▸ Work order
The passage about OCD below names several roles Lena Dunham holds for the series "Girls." List all of them.

--- Exercise passage ---

Sometimes, I overhear people casually using the term “OCD” (obsessive-compulsive disorder). They’re ‘OCD with being clean’ or ‘OCD with organizational skills.’
In fact, however, a real struggle with OCD is a manifestation of anxiety that creates an actual disturbance in one’s life.
Lena Dunham, creator/ writer/ producer/ star of the HBO award-winning series “Girls,” showcased the leading character, Hannah, (played by Dunham herself) in very raw and honest encounters with the illness toward the end of this past season. Hannah had dealt with OCD in high school. It resurfaced when she was faced with two significant stressors: trying to write an e-book in a short time frame, and dealing with the rocky aftermath of a breakup.
Whether the scenes illustrated episodes of relentless tics, counting, or a compulsive habit that brought her to the emergency room, “Girls” took on authentic territory that invited other OCD sufferers to feel less alone.
Sir Winston Churchill, who battled plenty of demons, once said, “When I look back on all these worries, I remember the story of the old man who said on his deathbed that he had a lot of trouble in his life, most of which had never happened.”

--- Supplied material ---

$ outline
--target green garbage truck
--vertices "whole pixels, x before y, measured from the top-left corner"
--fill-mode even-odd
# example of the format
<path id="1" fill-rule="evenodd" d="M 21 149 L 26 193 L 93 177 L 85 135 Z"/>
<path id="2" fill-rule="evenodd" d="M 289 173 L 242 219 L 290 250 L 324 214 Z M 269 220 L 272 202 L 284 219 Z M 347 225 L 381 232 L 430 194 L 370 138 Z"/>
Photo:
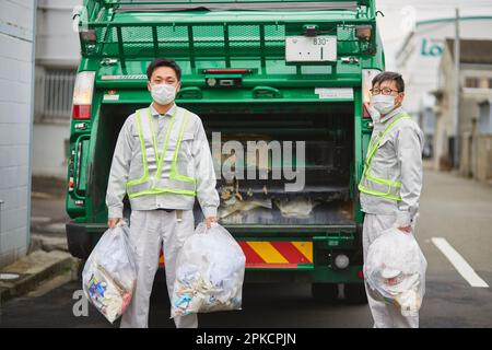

---

▸ Exercise solution
creator, writer, producer, star